### EXERCISE INSTRUCTIONS
Retype the records exactly, with nothing added or dropped.

### RECORDS FOR THIS EXERCISE
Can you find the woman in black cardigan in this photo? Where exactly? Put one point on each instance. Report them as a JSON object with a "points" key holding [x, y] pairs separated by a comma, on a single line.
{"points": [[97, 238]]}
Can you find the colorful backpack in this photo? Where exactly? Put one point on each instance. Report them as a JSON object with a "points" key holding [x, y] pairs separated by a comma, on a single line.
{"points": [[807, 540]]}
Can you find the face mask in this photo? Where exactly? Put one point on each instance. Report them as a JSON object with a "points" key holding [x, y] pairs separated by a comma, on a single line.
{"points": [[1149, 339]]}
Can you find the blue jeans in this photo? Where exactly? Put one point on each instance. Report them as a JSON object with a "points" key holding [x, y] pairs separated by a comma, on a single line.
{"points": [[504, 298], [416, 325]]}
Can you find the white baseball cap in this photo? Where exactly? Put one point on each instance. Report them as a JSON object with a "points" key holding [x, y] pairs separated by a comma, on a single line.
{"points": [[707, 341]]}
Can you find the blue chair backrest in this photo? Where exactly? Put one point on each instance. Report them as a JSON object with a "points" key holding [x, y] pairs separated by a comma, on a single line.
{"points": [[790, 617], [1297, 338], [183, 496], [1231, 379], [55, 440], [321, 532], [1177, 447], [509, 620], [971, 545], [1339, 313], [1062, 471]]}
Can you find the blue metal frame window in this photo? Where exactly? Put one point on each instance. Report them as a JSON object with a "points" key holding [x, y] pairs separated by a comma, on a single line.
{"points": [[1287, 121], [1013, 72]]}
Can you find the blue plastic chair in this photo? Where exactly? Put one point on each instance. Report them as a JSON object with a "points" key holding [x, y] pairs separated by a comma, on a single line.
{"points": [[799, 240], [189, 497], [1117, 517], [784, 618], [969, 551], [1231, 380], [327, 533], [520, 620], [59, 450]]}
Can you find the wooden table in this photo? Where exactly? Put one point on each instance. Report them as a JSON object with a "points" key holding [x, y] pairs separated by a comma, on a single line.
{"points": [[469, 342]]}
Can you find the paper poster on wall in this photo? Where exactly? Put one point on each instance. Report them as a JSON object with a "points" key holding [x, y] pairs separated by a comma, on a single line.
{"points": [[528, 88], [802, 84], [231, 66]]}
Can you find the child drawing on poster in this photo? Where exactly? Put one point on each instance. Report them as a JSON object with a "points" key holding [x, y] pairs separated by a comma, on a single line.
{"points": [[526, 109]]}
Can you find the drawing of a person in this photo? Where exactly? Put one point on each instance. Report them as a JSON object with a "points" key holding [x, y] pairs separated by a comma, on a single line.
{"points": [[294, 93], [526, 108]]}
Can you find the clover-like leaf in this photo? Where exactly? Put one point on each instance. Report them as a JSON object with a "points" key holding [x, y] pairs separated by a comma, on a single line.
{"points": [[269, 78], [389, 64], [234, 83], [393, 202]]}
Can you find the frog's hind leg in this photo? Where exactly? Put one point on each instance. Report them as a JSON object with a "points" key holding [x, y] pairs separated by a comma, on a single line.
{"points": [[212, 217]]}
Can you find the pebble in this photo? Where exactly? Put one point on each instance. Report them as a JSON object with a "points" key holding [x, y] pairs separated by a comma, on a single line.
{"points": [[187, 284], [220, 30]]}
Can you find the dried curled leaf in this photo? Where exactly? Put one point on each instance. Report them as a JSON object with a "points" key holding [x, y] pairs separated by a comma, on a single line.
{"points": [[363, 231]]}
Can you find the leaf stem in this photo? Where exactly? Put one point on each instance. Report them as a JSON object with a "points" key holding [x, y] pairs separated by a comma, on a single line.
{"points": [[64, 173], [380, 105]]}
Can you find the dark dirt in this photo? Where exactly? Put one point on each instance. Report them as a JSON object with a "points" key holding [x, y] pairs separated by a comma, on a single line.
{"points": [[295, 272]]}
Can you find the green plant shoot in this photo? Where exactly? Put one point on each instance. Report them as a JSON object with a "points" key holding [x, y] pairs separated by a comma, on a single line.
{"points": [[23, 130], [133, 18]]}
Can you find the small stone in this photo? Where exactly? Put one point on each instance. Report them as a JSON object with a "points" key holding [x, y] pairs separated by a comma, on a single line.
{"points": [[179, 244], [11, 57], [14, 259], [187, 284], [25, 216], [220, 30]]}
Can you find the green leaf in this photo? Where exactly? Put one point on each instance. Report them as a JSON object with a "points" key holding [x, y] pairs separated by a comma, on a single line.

### RESPONSE TO THIS EXERCISE
Can you find the woman in black cardigan in this photo? Where exactly? Put one point on each instance. Report them as a JSON object with a "points" key holding [x, y] pairs separated by a comma, on a single line.
{"points": [[97, 238]]}
Can you find the colorful backpack in this photo? Where exactly? Put one point on each instance. Report them as a JSON object with a "points" key holding [x, y] pairs separated by a comma, on a single line.
{"points": [[807, 540]]}
Can you find the face mask in this photo? Where exactly? Put one point on each instance. Report them as a JSON object with a "points" key holding [x, y] pairs separated by a comma, on a single line.
{"points": [[1149, 339]]}
Can you find the blue jeans in this photo? Where exactly? Put one point on each instance. Report them as a JSON object with a "points" key holding [x, y] pairs separated by a comma, on a single line.
{"points": [[504, 298], [416, 325]]}
Can you find the white baseball cap in this photo? Where exactly? Put one point on each instance. Report them as a JSON object with a "points" key holding [x, y] pairs separated by a comma, on a single line.
{"points": [[707, 341]]}
Can you find the blue chair backrest in this photo? Where exactly? Put one point on each instance. Report them as a JSON object with a "points" key holding [x, y] pairs separated by a comma, on a single line.
{"points": [[790, 617], [1297, 338], [183, 496], [1231, 379], [55, 440], [321, 532], [1177, 447], [509, 620], [971, 545], [1339, 313], [1062, 471]]}
Can you find the blue metal frame window in this photo? Where exactly? Put one point on each instance. Report them as a JSON object with a "points" key holding [x, y] pairs separated by a comma, on a single line.
{"points": [[1287, 121], [1013, 72]]}
Can you find the blue plastic chair in this photo? Where exactly? Put one point on each instance. Report them as a JSON object with a "points" key holding [x, y] pairs separated by a comma, on a single line.
{"points": [[799, 240], [189, 497], [1117, 517], [784, 618], [969, 551], [1231, 380], [327, 533], [520, 620], [59, 450]]}
Can you find the wooden table in this photo? Where exactly? Put one point on each instance. Report them as a JSON object with a "points" key holding [x, y] pairs separated by a comma, on a single line.
{"points": [[469, 342]]}
Can you find the paper poster on wall in this photo? Where exactly? Put one point on each instance. Report them as a JSON object with a "points" key holding [x, y] pairs separated by a comma, on a single line.
{"points": [[528, 88], [802, 84], [231, 66]]}
Can you find the child drawing on poster in this photo? Where exactly? Put one point on each instance. Report them as a JSON object with a "points" key holding [x, y] pairs separated by a comma, on a single line.
{"points": [[526, 109]]}
Can you find the drawing of a person in this photo? Where exactly? Put one point on each instance. Report them as a JSON object with a "points" key holding [x, y] pairs separated by a comma, on a single line.
{"points": [[294, 93], [526, 108]]}
Can you find the clover-like leaf in this photo? Where exactly? Put one point on each instance. Report them as a JSON object with a "points" key holding [x, y] pairs separated by a comma, on a single line.
{"points": [[269, 78], [389, 64], [234, 83], [393, 202]]}
Can you find the frog's hind leg in this photo? Where exactly? Put one point on each instance. Report them as a JSON object with a "points" key holding [x, y] pairs separated by a comma, on a single line.
{"points": [[212, 217]]}
Can you find the pebble in this photo? Where exactly? Put one point on each instance. Report them as a JSON object with a "points" key holding [x, y] pairs separated by a comma, on a single line.
{"points": [[187, 284], [220, 30]]}
Can you find the dried curled leaf in this photo? Where exactly? Put one point on each instance. Report them as a JSON object with a "points" key holding [x, y] pairs separated by a comma, on a single line.
{"points": [[363, 231]]}
Can you find the leaf stem in this photo? Where exactly? Put one point on each instance. Report them as a JSON object with a "points" key holding [x, y] pairs separated by a comma, on a single line.
{"points": [[64, 173], [380, 105]]}
Can you find the dark dirt in this photo? Where exactly? Put one point on each instance. Report them as a JSON object with a "points" key holding [x, y] pairs separated by a comma, on a single line.
{"points": [[295, 272]]}
Can you find the green plant shoot in this photo? Where exactly? Put one point on each instance. Report them as a JSON object with a "points" key holding [x, y] pairs separated by a comma, on a single line.
{"points": [[23, 130], [133, 18]]}
Can you find the small stone in this photo? Where exactly? Put one point on each instance. Report them as a JSON object with a "points" key holding [x, y] pairs separated by a comma, on a single line.
{"points": [[179, 244], [11, 57], [14, 259], [187, 284], [25, 216], [220, 30]]}
Can you find the green leaf in this photo? Where exactly? Put one point on each instance. Report them as a JSON object with a "points" key holding [x, y] pairs separated by a comma, on a single line.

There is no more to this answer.